▸ **What needs to be done**: Write out the lines below as a numbered list, skipping blank lines and leaving out the pictures.

▸ **Records for the exercise**:
-- -- --

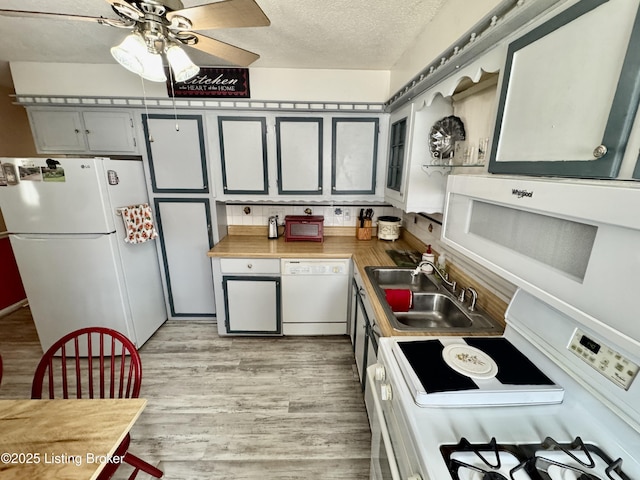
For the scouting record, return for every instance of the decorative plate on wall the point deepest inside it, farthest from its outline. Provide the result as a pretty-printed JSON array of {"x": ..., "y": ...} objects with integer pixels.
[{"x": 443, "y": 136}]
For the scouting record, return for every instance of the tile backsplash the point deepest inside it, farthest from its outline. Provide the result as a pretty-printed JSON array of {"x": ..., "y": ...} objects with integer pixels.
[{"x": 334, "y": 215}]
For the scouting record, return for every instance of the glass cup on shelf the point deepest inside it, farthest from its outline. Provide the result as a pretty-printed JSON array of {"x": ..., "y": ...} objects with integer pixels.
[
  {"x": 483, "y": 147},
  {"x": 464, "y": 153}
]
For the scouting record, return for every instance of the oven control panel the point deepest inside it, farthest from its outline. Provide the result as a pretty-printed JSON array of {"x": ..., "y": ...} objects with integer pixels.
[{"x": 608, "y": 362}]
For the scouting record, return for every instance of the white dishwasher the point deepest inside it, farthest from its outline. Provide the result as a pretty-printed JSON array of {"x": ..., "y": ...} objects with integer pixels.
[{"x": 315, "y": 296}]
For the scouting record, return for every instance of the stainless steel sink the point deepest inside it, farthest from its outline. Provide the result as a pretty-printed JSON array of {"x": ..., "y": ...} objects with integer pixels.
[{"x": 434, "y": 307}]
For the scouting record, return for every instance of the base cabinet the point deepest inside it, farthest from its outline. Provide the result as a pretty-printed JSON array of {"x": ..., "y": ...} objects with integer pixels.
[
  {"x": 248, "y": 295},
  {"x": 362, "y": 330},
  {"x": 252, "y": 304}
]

-- -- --

▸ **Solved exercise**:
1. For the scouting record, return for every instance of the decorative plate on wall the point deepest inside it, farthest from its outline. Provide the result as a pretty-printed JSON array of {"x": ..., "y": ...} objects with integer pixels.
2. [{"x": 443, "y": 136}]
3. For the scouting record, return for every instance of the tile backsplash the point deepest inside it, farthest from its outline. Provide the result as a pretty-printed JSON array of {"x": ..., "y": ...} objects with integer pixels.
4. [{"x": 334, "y": 215}]
5. For the scouting record, return for every instance of the glass cup on shelf the point deepest inside it, farthest from its outline. Provide the result as a pretty-printed JSON array of {"x": ..., "y": ...} objects with integer pixels.
6. [
7.   {"x": 483, "y": 147},
8.   {"x": 464, "y": 153}
9. ]
10. For the scouting record, return for every instance of the oven control panel the point deepest inside it, farthest from its outline. Provide the result as a pretty-printed JSON array of {"x": ..., "y": ...} objects with integer pixels.
11. [{"x": 608, "y": 362}]
12. For the scouting record, return for every instance of the white dishwasher the point deepest inside it, farthest from its outline. Provide the result as a pretty-printed JSON array of {"x": ..., "y": ...} objects with integer pixels.
13. [{"x": 315, "y": 296}]
14. For the scouting record, return for every instance of the stainless steel sink the point deepest inside it, farthest from its outline. Provide the result as a pretty-printed JSON array of {"x": ..., "y": ...} objects with integer pixels.
15. [{"x": 434, "y": 307}]
16. For the scouting record, return for every instance of the base cabinet the point deepest inside it, farthest from its outline. Provide the result as a pretty-printed JSON array of {"x": ..., "y": ...} objects with integer pixels.
17. [
18.   {"x": 248, "y": 295},
19.   {"x": 362, "y": 330},
20.   {"x": 252, "y": 304}
21. ]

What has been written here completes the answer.